PAGE EXCERPT:
───

Friday, August 8, 2008

What Happened to Fiduciary Duty?, asks TCI

ailroad company CSX Corp. still refuses to seat two of four dissident director nominees, partly because the company hopes an appeals court ruling will disqualify a block of shares voted by the activist dissident investor Children's Investment Fund Management (UK) LLP.

But now the independent inspector of elections has put out its report detailing that four of five TCI nominees won election to the board at the company's June 25 annual meeting.

If the appeals court upholds the District Court finding that TCI violated securities laws, it could disqualify many votes TCI cast in favor of the dissident slate by "sterilizing" or disqualify the portion of shares TCI owned while it was allegedly in violation of the disclosure rules. In total, that means 6.4% of TCI's stake could be ruled ineligible.

───

DATA BLOCK:
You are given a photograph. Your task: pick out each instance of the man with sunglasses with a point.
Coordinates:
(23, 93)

───

STATED TASK: Can you transcribe, word for word, the part of the CSX board dispute post that opens with the words containing "Friday, August 8, 2008" and closes with "Management (UK) LLP."?

THE OUTPUT:
Friday, August 8, 2008

What Happened to Fiduciary Duty?, asks TCI

ailroad company CSX Corp. still refuses to seat two of four dissident director nominees, partly because the company hopes an appeals court ruling will disqualify a block of shares voted by the activist dissident investor Children's Investment Fund Management (UK) LLP.